EXERCISE REQUIREMENTS
Please rewrite the records from the line containing "Please tag the black jacket" through the end, substituting "person's" for each "man's" and leaving everything else unchanged.

Pointing records:
-- begin --

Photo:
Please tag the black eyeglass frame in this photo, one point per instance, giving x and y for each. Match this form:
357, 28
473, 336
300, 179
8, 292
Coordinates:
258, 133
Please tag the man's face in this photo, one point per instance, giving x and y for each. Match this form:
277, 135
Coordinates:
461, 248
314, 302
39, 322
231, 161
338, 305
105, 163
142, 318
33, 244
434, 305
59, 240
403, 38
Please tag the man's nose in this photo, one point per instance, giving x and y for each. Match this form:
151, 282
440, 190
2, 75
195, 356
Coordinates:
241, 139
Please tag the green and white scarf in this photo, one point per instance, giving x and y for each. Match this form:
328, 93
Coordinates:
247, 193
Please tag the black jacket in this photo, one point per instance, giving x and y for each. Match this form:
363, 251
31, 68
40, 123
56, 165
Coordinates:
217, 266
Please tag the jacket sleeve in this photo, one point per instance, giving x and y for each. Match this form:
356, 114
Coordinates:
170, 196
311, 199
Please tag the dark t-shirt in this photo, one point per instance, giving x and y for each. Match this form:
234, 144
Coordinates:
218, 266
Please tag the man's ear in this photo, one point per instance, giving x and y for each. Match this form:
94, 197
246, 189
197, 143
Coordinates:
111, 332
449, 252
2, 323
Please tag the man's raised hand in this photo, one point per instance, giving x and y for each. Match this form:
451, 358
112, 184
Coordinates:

-- end --

RESPONSE TO THE TASK
Please tag the black jacket in this photo, one point per instance, giving x and y for each. Match this form:
363, 251
31, 68
40, 123
56, 165
Coordinates:
217, 266
Please tag the jacket sleeve in this photo, one point per instance, giving x and y for each. Match this form:
356, 114
Coordinates:
170, 196
311, 199
Please tag the dark t-shirt in this photo, one point per instance, giving x and y for each. Match this form:
234, 144
Coordinates:
218, 266
Please tag the person's ear in this photo, one point per instance, giving x and y for each. Match this form:
94, 197
246, 189
197, 143
Coordinates:
111, 332
449, 252
2, 323
Please tag the person's raised hand in this photo, one point per instance, giving x and y for each. Match this form:
451, 358
112, 184
Coordinates:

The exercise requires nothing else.